BEGIN TEXT UNDER STUDY

Differential Privacy, Electronic Health Record (HER), Perturbation, Time series, Root Mean Square Error (RMSE), Confidence Interval, KNN (K-Nearest Neighbors).

1. Introduction

Electronic Health Records (EHR) contain highly sensitive patient information, making privacy preservation a critical concern in medical research. Sweeney et.al discussed about Traditional anonymization techniques often fail to provide robust protection against re-identification attacks. Dwork et.al developed Differential privacy (DP) which has emerged as a gold standard for privacy preservation, but its application in EHR data often introduces excessive noise, degrading data utility. To address this Denham et.al explored a hybrid-combined three techniques to make data private which balances privacy and utility. In our previous research, we have introduced a similar Hybrid technique which is a combination of addition of interval-based perturbation and applying Gaussian noise which gives formal guarantees for privacy. By these two stages approach the accuracy has increased with less noise and thus this data set is more useful for data analysis and for prediction. But since the data we used in the previous research is a Time series data and mostly numerical it is limited to only perturb the numerical data. There are also vulnerabilities associated with differentially private data are further highlighted by concerns about the sensitivity of the algorithms that generate it. For example, Zhu et al mentioned that adversarial attacks have been shown to exploit weaknesses in the noise and perturbation mechanisms of differential privacy methods. In contrast, Cao et al addresses that synthetic data frameworks can be designed to avoid these pitfalls by generating data that eliminates direct access to original data characteristics or patterns that could be manipulated by malicious actors. This literature review examines existing approaches to EHR data perturbation, focusing on interval-based noise addition, Gaussian noise mechanisms, and K-Nearest Neighbors (KNN) for synthetic data generation.

RELATED WORK

The k-nearest neighbors (KNN) algorithm serves as a foundational method in machine learning due to its heuristic simplicity and intuitive application in classification and regression tasks. An emerging area of interest within KNN research revolves around the generation of synthetic data points, particularly through the Synthetic Minority Over-sampling Technique (SMOTE). This literature review explores the methodologies and implications of using KNN to create synthetic data points, elucidating its relevance across multiple domains.

The increasing demand for access to Electronic Health Record (EHR) data for machine learning and predictive analytics has underscored the persistent tension between data privacy and utility. A significant body of research has explored methods to achieve an optimal trade-off between these two competing objectives, ranging from differential privacy (DP) mechanisms to synthetic data generation frameworks.

END TEXT UNDER STUDY
BEGIN DATA RECORDS

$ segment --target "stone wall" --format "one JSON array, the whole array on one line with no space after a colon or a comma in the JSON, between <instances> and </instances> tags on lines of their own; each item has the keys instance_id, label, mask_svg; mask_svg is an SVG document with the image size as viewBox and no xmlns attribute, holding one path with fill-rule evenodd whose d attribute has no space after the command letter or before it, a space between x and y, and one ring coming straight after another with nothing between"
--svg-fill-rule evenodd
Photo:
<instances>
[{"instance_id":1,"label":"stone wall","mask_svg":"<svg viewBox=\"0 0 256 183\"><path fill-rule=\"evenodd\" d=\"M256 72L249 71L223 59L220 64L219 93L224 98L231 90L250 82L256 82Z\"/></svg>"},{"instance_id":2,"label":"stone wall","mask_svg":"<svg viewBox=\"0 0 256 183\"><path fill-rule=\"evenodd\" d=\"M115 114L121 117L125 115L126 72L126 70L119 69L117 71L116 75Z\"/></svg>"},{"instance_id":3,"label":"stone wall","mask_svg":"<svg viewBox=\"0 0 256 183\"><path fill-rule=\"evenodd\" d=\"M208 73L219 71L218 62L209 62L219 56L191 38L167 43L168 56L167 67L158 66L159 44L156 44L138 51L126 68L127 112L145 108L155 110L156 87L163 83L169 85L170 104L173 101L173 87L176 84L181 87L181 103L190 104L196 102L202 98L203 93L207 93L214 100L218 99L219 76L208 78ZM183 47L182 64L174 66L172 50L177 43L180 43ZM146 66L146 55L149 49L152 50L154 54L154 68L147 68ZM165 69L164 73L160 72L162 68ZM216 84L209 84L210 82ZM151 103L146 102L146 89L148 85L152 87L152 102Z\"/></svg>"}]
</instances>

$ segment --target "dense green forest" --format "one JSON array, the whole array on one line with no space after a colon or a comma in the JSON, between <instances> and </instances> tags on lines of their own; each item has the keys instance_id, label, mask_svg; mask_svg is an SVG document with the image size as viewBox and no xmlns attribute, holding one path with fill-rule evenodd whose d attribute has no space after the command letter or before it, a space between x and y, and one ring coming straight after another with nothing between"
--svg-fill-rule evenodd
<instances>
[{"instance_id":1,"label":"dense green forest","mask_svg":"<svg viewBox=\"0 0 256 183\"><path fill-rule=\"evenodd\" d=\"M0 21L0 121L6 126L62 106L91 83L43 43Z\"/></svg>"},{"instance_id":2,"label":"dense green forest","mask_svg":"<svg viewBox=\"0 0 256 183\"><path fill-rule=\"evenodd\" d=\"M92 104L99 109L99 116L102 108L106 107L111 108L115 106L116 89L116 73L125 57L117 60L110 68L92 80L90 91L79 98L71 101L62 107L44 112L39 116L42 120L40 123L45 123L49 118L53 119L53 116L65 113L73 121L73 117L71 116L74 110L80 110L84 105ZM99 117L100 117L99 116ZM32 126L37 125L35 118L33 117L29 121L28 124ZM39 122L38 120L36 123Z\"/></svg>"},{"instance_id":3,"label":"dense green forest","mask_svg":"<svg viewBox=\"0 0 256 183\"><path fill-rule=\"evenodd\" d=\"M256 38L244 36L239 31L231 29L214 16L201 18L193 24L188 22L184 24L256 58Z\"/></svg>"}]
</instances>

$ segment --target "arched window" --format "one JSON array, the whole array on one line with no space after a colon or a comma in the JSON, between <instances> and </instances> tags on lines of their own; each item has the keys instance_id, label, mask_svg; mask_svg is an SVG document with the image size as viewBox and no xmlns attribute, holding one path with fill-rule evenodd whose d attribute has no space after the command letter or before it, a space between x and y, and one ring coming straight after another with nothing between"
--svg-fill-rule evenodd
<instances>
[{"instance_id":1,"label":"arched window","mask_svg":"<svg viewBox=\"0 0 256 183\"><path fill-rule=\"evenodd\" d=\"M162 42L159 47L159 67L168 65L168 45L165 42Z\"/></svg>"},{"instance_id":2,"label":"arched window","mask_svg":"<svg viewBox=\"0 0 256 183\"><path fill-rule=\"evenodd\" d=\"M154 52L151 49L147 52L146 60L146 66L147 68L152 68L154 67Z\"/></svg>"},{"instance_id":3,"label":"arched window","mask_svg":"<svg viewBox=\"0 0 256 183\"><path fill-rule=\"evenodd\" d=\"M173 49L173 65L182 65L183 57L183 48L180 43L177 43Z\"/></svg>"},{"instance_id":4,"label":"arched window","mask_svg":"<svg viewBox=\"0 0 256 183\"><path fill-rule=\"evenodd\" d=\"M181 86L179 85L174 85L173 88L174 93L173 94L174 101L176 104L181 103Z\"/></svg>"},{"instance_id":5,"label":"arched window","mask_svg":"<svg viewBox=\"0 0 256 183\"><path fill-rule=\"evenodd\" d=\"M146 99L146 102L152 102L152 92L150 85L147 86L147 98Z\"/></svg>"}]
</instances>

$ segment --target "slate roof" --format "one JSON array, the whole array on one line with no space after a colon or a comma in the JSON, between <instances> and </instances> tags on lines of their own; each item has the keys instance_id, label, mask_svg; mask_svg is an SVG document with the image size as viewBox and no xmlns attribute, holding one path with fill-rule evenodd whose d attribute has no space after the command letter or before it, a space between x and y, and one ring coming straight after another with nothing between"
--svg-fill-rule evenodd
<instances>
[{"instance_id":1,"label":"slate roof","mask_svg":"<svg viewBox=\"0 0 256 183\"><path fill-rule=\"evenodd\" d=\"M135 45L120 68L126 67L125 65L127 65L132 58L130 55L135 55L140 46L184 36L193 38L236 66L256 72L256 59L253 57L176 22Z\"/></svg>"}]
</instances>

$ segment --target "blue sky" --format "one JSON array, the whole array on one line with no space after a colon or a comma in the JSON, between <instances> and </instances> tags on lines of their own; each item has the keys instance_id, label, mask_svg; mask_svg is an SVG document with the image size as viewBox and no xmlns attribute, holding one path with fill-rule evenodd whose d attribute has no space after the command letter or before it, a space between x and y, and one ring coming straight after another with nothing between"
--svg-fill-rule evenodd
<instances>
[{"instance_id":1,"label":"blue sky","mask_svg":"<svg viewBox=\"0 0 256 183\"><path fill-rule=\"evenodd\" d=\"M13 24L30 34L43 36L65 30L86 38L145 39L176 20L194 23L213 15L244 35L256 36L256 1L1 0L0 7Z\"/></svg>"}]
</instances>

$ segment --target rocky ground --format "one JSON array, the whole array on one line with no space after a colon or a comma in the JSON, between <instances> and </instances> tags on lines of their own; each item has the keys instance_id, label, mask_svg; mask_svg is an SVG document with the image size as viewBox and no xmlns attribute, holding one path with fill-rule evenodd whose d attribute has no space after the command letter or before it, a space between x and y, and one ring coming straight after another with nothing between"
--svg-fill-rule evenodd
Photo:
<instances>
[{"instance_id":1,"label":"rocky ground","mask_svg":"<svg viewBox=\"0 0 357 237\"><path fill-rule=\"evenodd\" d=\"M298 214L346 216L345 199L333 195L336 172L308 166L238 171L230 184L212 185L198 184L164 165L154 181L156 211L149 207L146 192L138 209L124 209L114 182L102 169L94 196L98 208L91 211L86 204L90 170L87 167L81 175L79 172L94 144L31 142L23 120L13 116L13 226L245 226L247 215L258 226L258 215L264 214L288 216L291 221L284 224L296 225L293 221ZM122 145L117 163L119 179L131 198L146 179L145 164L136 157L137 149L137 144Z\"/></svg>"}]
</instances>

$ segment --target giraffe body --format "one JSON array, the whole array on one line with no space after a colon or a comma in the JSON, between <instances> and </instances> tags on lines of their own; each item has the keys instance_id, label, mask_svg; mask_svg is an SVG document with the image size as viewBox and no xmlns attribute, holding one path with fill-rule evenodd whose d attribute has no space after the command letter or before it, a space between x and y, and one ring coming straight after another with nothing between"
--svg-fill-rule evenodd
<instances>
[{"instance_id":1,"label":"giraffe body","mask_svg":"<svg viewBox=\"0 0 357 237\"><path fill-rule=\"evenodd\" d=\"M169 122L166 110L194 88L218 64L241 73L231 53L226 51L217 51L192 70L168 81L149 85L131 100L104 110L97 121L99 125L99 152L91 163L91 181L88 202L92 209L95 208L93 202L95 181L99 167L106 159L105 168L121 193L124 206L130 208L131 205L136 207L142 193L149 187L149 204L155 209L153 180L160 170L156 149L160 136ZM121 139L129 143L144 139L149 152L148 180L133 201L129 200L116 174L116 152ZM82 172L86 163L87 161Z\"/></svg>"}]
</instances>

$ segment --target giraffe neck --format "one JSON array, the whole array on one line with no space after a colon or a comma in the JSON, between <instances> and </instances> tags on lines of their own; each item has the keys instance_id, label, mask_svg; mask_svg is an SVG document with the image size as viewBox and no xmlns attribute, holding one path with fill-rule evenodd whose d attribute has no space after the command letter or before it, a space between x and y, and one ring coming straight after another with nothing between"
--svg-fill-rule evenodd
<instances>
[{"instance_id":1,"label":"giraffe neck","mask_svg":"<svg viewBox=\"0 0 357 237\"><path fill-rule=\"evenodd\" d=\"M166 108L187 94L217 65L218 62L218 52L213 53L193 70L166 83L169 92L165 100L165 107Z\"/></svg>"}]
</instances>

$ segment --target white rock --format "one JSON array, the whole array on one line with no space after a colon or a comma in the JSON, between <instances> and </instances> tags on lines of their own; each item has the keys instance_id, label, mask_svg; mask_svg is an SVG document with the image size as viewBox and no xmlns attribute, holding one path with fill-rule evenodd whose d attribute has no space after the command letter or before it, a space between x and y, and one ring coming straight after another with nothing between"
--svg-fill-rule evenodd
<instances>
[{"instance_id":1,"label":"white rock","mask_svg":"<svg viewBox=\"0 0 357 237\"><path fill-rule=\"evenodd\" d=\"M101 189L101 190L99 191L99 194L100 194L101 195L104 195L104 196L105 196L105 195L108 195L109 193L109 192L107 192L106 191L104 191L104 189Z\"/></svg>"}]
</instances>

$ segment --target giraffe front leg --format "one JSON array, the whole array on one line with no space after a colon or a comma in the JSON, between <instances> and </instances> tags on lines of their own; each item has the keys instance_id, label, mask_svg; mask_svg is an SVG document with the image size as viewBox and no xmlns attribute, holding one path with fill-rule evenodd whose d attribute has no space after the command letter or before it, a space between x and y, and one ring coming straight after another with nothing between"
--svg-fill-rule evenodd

END DATA RECORDS

WHAT YOU WILL DO:
1. Reproduce the part of the passage on privacy in electronic health record data that starts at "RELATED WORK" and ends at "across multiple domains.".
2. Resume the passage on privacy in electronic health record data, beginning right after its final sentence.

RESPONSES FOR EACH TASK:
1.
RELATED WORK

The k-nearest neighbors (KNN) algorithm serves as a foundational method in machine learning due to its heuristic simplicity and intuitive application in classification and regression tasks. An emerging area of interest within KNN research revolves around the generation of synthetic data points, particularly through the Synthetic Minority Over-sampling Technique (SMOTE). This literature review explores the methodologies and implications of using KNN to create synthetic data points, elucidating its relevance across multiple domains.

2.
Differential privacy, introduced by Dwork and colleagues, has become the gold standard for privacy preservation by adding calibrated noise to data or query results. However, excessive noise often degrades analytical performance, leading to loss of data fidelity. Recent studies have focused on fine-tuning noise parameters and introducing hybrid techniques that maintain usability while reducing sensitivity. For example, Zhang, Wang, and Zhou proposed a multi-stage DP framework that adaptively adjusts noise injection to balance confidentiality and accuracy in EHR data. Similarly, Chen, Li, and Zeng utilized hybrid statistical modeling with GAN-based regularization to preserve clinical features while maintaining differential privacy constraints.

In the medical domain, Gursoy et al. demonstrated that local differential privacy can safeguard sensitive health data with limited accuracy degradation. Their framework achieved an improved privacy-utility equilibrium through patient-level perturbations rather than global noise addition. Denham et al. further improved upon traditional anonymization by employing cumulative additive noise, enhancing resilience against re-identification. More recently, Lee, Choi, and Lim proposed an adaptive cluster-based noise injection approach that mitigates overfitting while retaining inter-variable dependencies in healthcare datasets.

While noise-based perturbation offers theoretical privacy guarantees, it often reduces the statistical integrity of the data. Consequently, researchers have turned to synthetic data generation, which creates artificial datasets that mimic real data distributions without exposing actual records. Among early approaches, Chawla et al. developed the Synthetic Minority Over-sampling Technique (SMOTE), which interpolates between samples using K-Nearest Neighbors (KNN) to produce balanced datasets an idea later adapted for privacy-preserving health data synthesis.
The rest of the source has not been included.